- [Ne isteniyor]:
Aşağıdaki öğelerden "black" kelimesini içeren bütün satırları topla. Büyük ve küçük harf farkı dikkate alınır.
---- İşlenecek veriler
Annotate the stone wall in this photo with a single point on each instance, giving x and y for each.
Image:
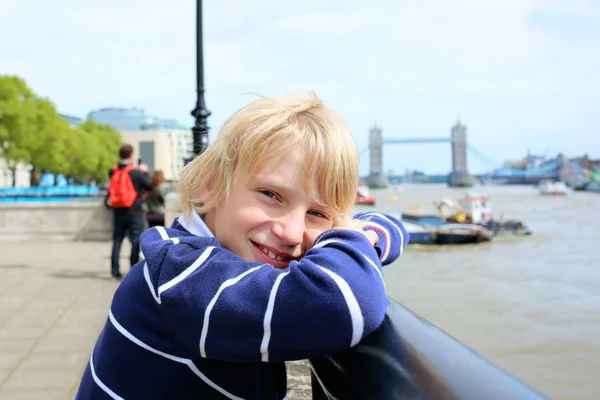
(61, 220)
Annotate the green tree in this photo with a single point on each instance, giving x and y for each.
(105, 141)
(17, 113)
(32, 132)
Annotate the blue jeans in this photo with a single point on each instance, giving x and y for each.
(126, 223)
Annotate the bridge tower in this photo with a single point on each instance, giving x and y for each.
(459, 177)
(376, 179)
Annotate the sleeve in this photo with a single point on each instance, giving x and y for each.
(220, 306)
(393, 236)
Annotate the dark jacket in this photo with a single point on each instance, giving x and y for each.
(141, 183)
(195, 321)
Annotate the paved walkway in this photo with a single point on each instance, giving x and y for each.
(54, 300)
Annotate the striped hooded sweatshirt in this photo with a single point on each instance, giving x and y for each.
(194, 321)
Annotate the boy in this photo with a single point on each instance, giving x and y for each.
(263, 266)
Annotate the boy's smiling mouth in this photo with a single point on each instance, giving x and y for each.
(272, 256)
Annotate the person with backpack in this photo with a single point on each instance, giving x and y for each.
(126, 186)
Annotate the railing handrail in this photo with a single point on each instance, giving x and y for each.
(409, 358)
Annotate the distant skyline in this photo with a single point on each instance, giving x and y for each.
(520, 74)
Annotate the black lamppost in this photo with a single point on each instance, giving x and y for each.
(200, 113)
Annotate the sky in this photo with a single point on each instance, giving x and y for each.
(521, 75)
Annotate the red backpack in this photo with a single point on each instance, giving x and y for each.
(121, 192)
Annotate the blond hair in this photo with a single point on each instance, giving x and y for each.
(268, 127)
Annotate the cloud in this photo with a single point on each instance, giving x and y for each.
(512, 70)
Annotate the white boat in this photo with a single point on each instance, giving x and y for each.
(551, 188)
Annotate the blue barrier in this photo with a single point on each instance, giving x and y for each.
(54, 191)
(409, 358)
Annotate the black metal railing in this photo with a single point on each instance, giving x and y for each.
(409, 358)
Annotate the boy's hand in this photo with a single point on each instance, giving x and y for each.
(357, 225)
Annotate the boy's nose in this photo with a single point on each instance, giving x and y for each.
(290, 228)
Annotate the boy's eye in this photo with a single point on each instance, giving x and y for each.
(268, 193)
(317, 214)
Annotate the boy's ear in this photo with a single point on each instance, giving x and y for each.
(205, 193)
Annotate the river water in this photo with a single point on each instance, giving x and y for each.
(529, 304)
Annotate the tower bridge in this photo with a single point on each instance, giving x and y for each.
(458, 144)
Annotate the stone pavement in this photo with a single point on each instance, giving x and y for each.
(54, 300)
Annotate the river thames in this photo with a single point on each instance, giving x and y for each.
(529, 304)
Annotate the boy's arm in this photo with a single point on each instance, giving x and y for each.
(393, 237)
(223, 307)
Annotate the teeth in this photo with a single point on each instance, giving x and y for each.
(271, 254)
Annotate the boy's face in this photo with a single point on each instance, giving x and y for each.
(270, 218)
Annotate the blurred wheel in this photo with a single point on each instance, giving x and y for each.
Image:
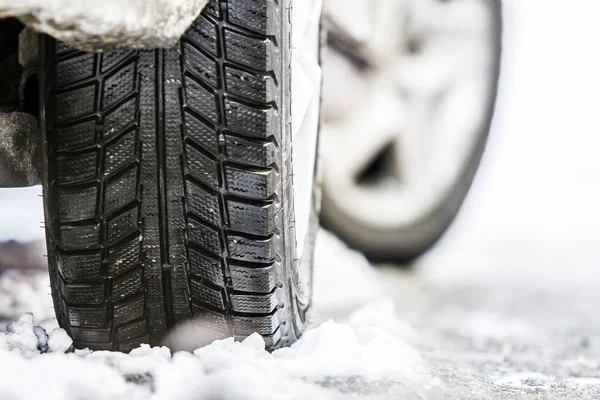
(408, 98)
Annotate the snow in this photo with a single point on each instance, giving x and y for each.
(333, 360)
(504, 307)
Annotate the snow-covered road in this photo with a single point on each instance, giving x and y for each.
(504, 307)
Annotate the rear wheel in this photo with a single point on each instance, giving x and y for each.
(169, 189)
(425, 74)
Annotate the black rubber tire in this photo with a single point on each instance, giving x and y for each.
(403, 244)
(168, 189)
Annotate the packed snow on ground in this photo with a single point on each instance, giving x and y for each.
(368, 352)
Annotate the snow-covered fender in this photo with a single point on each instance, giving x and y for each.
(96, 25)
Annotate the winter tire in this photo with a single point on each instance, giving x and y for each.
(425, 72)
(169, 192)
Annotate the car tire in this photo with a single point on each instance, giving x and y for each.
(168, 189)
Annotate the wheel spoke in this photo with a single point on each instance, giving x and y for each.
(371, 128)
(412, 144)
--------
---- İşlenecek veriler
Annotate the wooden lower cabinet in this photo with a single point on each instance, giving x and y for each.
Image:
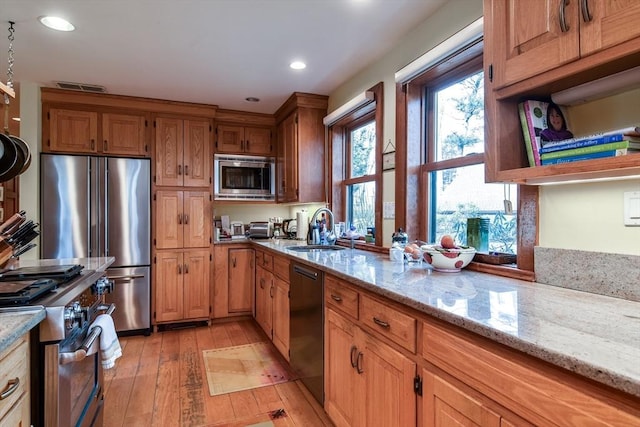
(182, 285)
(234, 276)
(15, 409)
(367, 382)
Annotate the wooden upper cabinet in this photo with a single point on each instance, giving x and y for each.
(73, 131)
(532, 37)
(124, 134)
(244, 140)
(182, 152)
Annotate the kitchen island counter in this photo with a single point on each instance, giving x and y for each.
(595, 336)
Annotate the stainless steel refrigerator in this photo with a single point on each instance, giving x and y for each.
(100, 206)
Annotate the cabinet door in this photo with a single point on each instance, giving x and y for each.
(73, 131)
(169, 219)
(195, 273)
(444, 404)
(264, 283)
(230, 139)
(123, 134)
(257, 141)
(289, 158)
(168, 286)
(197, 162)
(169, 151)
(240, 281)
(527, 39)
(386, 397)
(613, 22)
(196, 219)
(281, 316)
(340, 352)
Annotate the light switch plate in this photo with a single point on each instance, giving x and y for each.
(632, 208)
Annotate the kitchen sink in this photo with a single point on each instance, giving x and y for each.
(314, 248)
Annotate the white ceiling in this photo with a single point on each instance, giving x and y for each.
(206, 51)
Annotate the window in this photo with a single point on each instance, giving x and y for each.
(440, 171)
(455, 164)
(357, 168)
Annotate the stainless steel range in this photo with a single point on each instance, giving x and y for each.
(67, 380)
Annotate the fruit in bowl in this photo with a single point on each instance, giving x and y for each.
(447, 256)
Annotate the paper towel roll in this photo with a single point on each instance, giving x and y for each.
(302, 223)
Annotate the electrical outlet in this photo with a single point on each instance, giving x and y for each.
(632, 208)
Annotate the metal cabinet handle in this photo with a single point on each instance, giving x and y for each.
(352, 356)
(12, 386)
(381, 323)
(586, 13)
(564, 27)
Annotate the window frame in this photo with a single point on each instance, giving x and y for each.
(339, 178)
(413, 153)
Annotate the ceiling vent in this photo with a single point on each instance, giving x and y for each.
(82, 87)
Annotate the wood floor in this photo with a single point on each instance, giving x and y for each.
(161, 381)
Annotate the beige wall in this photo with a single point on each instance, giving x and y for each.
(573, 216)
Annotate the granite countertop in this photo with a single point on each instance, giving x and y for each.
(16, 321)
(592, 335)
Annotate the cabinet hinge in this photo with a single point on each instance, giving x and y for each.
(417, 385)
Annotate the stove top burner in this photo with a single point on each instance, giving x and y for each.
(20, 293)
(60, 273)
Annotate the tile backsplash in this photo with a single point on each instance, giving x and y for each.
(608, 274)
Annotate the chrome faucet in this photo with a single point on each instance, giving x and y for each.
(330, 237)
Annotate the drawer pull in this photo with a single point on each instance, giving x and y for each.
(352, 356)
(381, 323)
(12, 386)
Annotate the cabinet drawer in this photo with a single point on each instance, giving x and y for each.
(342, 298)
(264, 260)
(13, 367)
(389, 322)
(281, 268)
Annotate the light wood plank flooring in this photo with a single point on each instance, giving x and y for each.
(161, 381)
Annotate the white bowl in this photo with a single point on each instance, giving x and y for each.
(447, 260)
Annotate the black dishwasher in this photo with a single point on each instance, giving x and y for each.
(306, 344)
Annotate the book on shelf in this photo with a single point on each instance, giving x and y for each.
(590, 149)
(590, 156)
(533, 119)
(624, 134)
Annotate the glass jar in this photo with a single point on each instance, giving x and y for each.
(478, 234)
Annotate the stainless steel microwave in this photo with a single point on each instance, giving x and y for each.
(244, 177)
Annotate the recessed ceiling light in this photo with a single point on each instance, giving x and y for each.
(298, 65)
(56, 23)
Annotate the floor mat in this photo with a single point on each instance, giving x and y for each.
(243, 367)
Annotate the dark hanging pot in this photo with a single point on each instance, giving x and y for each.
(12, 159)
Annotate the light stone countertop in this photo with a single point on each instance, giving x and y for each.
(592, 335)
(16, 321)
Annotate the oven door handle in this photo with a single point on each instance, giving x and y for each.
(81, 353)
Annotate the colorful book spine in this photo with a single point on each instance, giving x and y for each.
--------
- [Problemin çözümü]:
Annotate the black lamppost in this photo with a single point on each instance, giving x and y for each.
Annotate the black metal railing in this photo with a single point on each instance, giving x and y for each.
Annotate the black rubber tire in this photo with a single point on each instance, giving x and y for each.
Annotate the black dishwasher in this photo with a single point on each instance, giving x and y for each.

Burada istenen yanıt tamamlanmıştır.